# Start of Document passage

Apache Cassandra 0.7 Documentation

Using the Cassandra CLI

The directory CASSANDRA_HOME/bin contains a startup script for launching the CLI. Running CASSANDRA_HOME/bin/cassandra-cli will display a usage list of the valid arguments and options.

To start the CLI and connect to a particular Cassandra instance, launch the script together with -host and -port arguments. In this example, we connect to the default instance “Test Cluster:”

$ ./cassandra-cli -host localhost -port 9160
Connected to: "Test Cluster" on localhost/9160
Welcome to cassandra CLI.
Type 'help;' or '?' for help. Type 'quit;' or 'exit;' to quit.
[default@unknown]

As the screen output suggests, you can enter a question mark, or help; for more information about commands. For detailed help on a specific command, use help <command>;.

Note

For every command or statement you enter into the CLI, make sure you enter a semicolon at the end before hitting the return key. If you forget to do this, the CLI echos an ellipsis ( . . . ), which indicates that the CLI expects more input – such as a semicolon, or names and values in other cases.

Creating a Keyspace

You can use the Cassandra CLI commands described in this section to create a keyspace. In creating an example keyspace for Twissandra, we will assume a desired replication factor of 1 and implementation of the SimpleStrategy replica placement strategy. For more information on these keyspace options, see Clustering in the DataStax reference documentation.

Note the single quotes around the string value of placement_strategy:

[default@unknown] create keyspace twissandra with replication_factor=1
and placement_strategy='org.apache.cassandra.locator.SimpleStrategy';

You can verify the creation of a keyspace with the show keyspaces command. The new keyspace is listed along with the system keyspace and any other existing keyspaces.

Creating a Column Family

For this example, we use the CLI to create a users column family in the example Twissandra keyspace. Column metadata is defined for the name of the password column and for its validation class to ensure that UTF8Type is used.

Note the use command to connect to the twissandra keyspace.

# End of Document passage
# Start of Input

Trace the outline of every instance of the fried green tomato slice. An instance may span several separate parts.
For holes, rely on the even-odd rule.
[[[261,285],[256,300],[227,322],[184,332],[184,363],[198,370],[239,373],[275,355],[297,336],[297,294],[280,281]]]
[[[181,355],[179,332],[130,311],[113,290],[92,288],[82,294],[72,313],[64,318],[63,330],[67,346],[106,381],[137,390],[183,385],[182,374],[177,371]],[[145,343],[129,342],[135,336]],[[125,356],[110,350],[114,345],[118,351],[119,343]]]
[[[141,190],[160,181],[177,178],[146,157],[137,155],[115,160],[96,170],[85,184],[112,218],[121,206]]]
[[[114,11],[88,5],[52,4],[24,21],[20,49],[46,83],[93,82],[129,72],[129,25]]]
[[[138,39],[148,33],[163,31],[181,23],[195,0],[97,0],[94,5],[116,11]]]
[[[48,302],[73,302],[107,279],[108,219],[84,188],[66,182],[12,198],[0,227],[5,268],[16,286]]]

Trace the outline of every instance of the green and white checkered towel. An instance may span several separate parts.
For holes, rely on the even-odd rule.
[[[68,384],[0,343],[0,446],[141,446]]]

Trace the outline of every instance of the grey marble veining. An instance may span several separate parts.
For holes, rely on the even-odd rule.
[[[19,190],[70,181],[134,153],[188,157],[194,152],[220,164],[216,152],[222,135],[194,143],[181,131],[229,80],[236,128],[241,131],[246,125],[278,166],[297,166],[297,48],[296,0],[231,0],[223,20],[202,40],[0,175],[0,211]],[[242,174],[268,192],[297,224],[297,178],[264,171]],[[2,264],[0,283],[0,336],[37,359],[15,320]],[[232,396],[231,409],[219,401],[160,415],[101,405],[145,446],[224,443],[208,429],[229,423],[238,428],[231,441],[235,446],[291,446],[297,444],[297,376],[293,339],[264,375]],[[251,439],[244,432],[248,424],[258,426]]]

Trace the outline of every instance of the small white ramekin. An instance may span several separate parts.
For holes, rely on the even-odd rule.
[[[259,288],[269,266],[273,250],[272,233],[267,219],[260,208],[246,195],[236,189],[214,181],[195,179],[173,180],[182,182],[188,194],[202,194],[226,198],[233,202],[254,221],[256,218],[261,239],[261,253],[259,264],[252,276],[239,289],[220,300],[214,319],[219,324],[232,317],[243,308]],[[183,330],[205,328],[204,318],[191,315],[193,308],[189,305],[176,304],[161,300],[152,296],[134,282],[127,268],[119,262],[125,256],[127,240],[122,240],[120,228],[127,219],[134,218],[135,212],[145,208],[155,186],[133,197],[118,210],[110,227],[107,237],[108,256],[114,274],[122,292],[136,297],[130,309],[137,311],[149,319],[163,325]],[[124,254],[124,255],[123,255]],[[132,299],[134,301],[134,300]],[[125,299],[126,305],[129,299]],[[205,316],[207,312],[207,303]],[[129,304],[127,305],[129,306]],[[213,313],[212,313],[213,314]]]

# End of Input

> **Given task A**
Rewrite the entries starting at the beginning of the entries and ending with the line that contains "[[[68,384],[0,343],[0,446],[141,446]]]", replacing "towel" with "cloth" and leaving everything else unchanged.
> **Given task B**
Extend the documentation on using the Cassandra CLI from the point at which it stops.

> **Task output A**
Trace the outline of every instance of the fried green tomato slice. An instance may span several separate parts.
For holes, rely on the even-odd rule.
[[[261,285],[256,300],[227,322],[184,332],[184,363],[198,370],[239,373],[275,355],[297,336],[297,294],[280,281]]]
[[[181,355],[179,332],[130,311],[113,290],[92,288],[82,294],[72,313],[64,318],[63,330],[67,346],[106,381],[137,390],[183,385],[182,374],[177,371]],[[145,343],[129,342],[135,336]],[[125,356],[110,350],[114,345],[118,351],[119,343]]]
[[[141,190],[160,181],[177,178],[146,157],[137,155],[115,160],[96,170],[85,184],[112,218],[121,206]]]
[[[114,11],[88,5],[52,4],[24,21],[20,49],[46,83],[93,82],[129,72],[129,25]]]
[[[138,39],[148,33],[163,31],[181,23],[195,0],[97,0],[94,5],[116,11]]]
[[[48,302],[73,302],[107,279],[108,219],[84,188],[66,182],[12,198],[0,227],[5,268],[16,286]]]

Trace the outline of every instance of the green and white checkered cloth. An instance may span several separate parts.
For holes, rely on the even-odd rule.
[[[68,384],[0,343],[0,446],[141,446]]]

> **Task output B**
[default@unknown] use twissandra;
Authenticated to keyspace: twissandra
[default@twissandra] create column family users with comparator = UTF8Type
...     and column_metadata = [{column_name: password, validation_class:
...     UTF8Type}];
ade3bc44-236f-11e0-8410-56547f39a44b

Similar commands to create the columns families for Twissandra tweets, followers, userline and timeline would look like the following:

[default@twissandra] create column family tweets with comparator = UTF8Type and
column_metadata = [{column_name: body, validation_class:
UTF8Type}, {column_name: username, validation_class: UTF8Type}];
ba95d891-2cb5-11e0-9c0d-e700f669bcfc

[default@twissandra] create column family friends with comparator = UTF8Type;
71f22752-2cb6-11e0-9c0d-e700f669bcfc

[default@twissandra] create column family followers with comparator = UTF8Type;
81067983-2cb6-11e0-9c0d-e700f669bcfc

[default@twissandra] create column family userline with comparator = LongType and
default_validation_class = TimeUUIDType;
276b8544-2cb7-11e0-9c0d-e700f669bcfc

[default@twissandra] create column family timeline with comparator = LongType and
default_validation_class = TimeUUIDType;
80119cc5-2cb7-11e0-9c0d-e700f669bcfc

Inserting and Retrieving Columns

Though in production scenarios it is more practical to insert columns and column values programatically, it is possible to use the Cassandra CLI for these operations. The example in this section illustrates using the set and get commands to insert and retrieve some columns in the users column family.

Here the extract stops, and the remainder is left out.